━━ DOCUMENT SECTION

- Born: 15 October 1926 Netrokona, Bengal Presidency, British India
- Died: 28 August 2012 (aged 85) Dhaka, Bangladesh
- Occupations: Physician, politician
- Political party: Bangladesh Awami League
- Children: Obaidul Hassan; Sajjadul Hassan;

= Akhlakul Hossain Ahmed =

Bangladeshi politician (1926–2012)

Akhlakul Hossain Ahmed (15 October 1926 – 28 August 2012) was a Bangladeshi physician and politician from Netrokona belonging to Bangladesh Awami League. He was elected as a member of the East Pakistan Provincial Assembly in 1970. After the Liberation of Bangladesh, he was appointed as a member of the Constituent Assembly of Bangladesh. He was an organizer of the Liberation War of Bangladesh.

━━━━
━━ GIVEN INFORMATION

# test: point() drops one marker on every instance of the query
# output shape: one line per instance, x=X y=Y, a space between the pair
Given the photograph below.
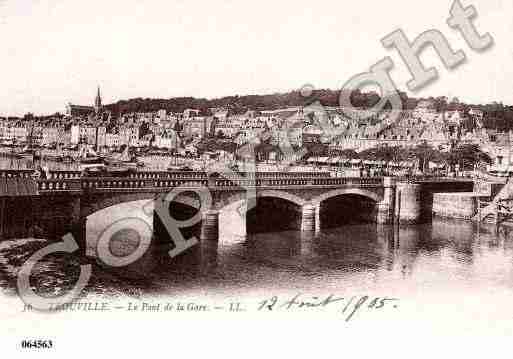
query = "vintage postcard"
x=248 y=179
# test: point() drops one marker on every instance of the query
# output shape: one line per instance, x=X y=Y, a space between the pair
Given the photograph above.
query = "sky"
x=58 y=51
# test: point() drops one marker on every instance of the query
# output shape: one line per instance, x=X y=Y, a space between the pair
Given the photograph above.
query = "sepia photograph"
x=248 y=179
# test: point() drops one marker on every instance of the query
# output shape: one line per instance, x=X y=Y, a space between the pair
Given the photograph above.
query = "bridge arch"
x=343 y=191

━━━━

WHAT TO WORK ON:
A – Decide whether each statement agrees with the Akhlakul Hossain Ahmed biography: (i) he was born in Netrokona; (ii) he was elected to the East Pakistan Provincial Assembly in 1970; (iii) he belonged to the Bangladesh Nationalist Party. For each, please answer yes or no and quote the deciding words of the biography.
B – Reproduce the Akhlakul Hossain Ahmed biography from "- Born: 15 October" up to and including "War of Bangladesh.".
C – Resume the Akhlakul Hossain Ahmed biography after its last sentence.
The records have nothing to do with the Akhlakul Hossain Ahmed biography.

TASK RESPONSES:
A –
(i) Yes: "Born: 15 October 1926 Netrokona, Bengal Presidency, British India"
(ii) Yes: "He was elected as a member of the East Pakistan Provincial Assembly in 1970."
(iii) No: "belonging to Bangladesh Awami League"

B –
- Born: 15 October 1926 Netrokona, Bengal Presidency, British India
- Died: 28 August 2012 (aged 85) Dhaka, Bangladesh
- Occupations: Physician, politician
- Political party: Bangladesh Awami League
- Children: Obaidul Hassan; Sajjadul Hassan;

= Akhlakul Hossain Ahmed =

Bangladeshi politician (1926–2012)

Akhlakul Hossain Ahmed (15 October 1926 – 28 August 2012) was a Bangladeshi physician and politician from Netrokona belonging to Bangladesh Awami League. He was elected as a member of the East Pakistan Provincial Assembly in 1970. After the Liberation of Bangladesh, he was appointed as a member of the Constituent Assembly of Bangladesh. He was an organizer of the Liberation War of Bangladesh.

C –
==Career==
Ahmed was born on 15 October 1926 at Chhayashi in Mohanganj of Netrokona. He was elected as a member of the East Pakistan Provincial Assembly Mohanganj-Barhatta constituency in 1970. During the Liberation War of Bangladesh he was the in-charge of Maheshkhola Youth Camp in Tura, Meghalaya in India. He was appointed as a member of the Constituent Assembly of Bangladesh after the Liberation of Bangladesh.

Ahmed died on 28 August 2012 at Holy Cross Hospital in Dhaka at the age of 85.